Texto fornecido:
=-=-=

Mais ou menos a meio de Barbara (2012), Christian Petzold, realizador e co-argumentista (com Harun Farocki, seu mentor) do filme, mostra o seu jogo, ou seja, revela os seus preceitos cinematográficos: desviar o olhar do espectador do acessório e dirigi-lo para o principal. Ao contrário dos médicos a autopsiar o cadáver do ladrão do quadro de Rembrandt, que André e Barbara observam nessa cena, Petzold aponta directamente para o essencial: apesar das indicações em contrário (que estão lá, não digo para baralhar, mas que fazê-lo), esta é uma história de amor, ou melhor, de aceitação, o que vai dar ao mesmo.
Por isso, da atmosfera sufocante da Alemanha de Leste, separada não só da parte ocidental como do resto do mundo, em que os olhares perscrutam comportamentos desviantes, sempre prontos a denunciá-los às autoridades competentes, restam apenas alguns sinais, os suficientes para o espectador saber onde anda e compartilhar um pouco da paranóia da personagem titular. Aliás, não se percebe logo que Barbara é um filme de época. Christian Petzold não se presta ao kitsch de Good Bye, Lenin! (Adeus, Lenine!, 2003) nem tem a mão pesada de Florian von Donnersmarck para fazer outro Das Leben der Anderen (As Vidas dos Outros, 2006) [repare-se como o polícia é humanizado de uma maneira tão mais simples e eficaz, sem recurso a incompreensíveis transformações de personalidade].

=-=-=

Itens armazenados do conjunto de dados
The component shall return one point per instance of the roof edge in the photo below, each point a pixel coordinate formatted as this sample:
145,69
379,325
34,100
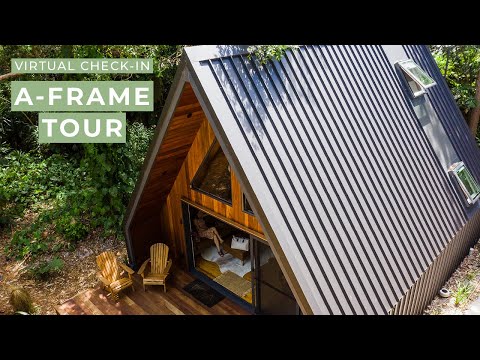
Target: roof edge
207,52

=-=-=

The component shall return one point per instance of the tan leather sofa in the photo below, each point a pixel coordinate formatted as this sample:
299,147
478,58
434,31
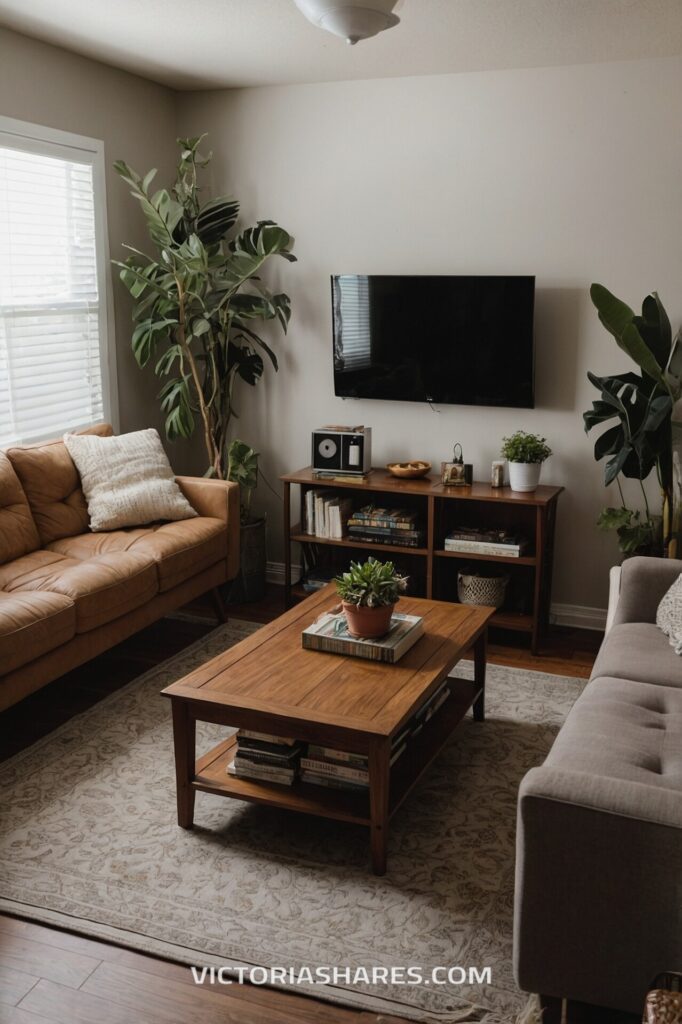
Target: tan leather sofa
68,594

=-=-=

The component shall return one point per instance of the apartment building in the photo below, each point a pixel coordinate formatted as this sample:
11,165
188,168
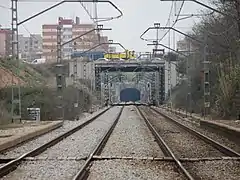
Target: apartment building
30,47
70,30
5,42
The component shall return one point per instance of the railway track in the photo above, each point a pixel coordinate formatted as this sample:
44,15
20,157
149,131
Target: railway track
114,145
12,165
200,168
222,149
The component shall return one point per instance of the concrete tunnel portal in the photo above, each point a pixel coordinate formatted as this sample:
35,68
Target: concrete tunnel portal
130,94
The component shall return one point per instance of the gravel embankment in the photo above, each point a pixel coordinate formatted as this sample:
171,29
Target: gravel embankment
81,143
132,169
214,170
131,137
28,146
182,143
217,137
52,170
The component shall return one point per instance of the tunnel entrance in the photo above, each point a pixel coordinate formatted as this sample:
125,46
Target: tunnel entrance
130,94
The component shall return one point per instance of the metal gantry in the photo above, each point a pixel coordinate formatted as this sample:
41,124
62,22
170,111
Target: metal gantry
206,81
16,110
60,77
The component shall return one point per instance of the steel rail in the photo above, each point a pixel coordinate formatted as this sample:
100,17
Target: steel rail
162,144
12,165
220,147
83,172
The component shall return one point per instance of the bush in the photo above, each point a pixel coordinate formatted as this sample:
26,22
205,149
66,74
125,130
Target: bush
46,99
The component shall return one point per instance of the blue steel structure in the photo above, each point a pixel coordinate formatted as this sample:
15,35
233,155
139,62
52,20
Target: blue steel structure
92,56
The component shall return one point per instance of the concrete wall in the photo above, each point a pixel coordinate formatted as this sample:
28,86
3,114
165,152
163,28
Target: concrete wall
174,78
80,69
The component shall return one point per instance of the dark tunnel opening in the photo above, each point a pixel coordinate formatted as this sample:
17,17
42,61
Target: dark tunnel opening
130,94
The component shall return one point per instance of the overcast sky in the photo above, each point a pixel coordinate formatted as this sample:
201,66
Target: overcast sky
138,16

=-=-=

Instruções:
1. Responda, com base no texto sobre o filme Barbara, às seguintes perguntas:
(a) Com quem escreveu Christian Petzold o argumento do filme?
(b) De que pintor é o quadro que André e Barbara observam?
(c) Que filme de 2003 é associado ao kitsch?
2. Reproduza, do texto sobre o filme Barbara, tudo o que vai desde "Mais ou menos" até "dar ao mesmo.".
Os registos provêm de outra fonte.

Soluções do exercício:
1.
(a) Com Harun Farocki, seu mentor.
(b) De Rembrandt.
(c) Good Bye, Lenin! (Adeus, Lenine!).

2.
Mais ou menos a meio de Barbara (2012), Christian Petzold, realizador e co-argumentista (com Harun Farocki, seu mentor) do filme, mostra o seu jogo, ou seja, revela os seus preceitos cinematográficos: desviar o olhar do espectador do acessório e dirigi-lo para o principal. Ao contrário dos médicos a autopsiar o cadáver do ladrão do quadro de Rembrandt, que André e Barbara observam nessa cena, Petzold aponta directamente para o essencial: apesar das indicações em contrário (que estão lá, não digo para baralhar, mas que fazê-lo), esta é uma história de amor, ou melhor, de aceitação, o que vai dar ao mesmo.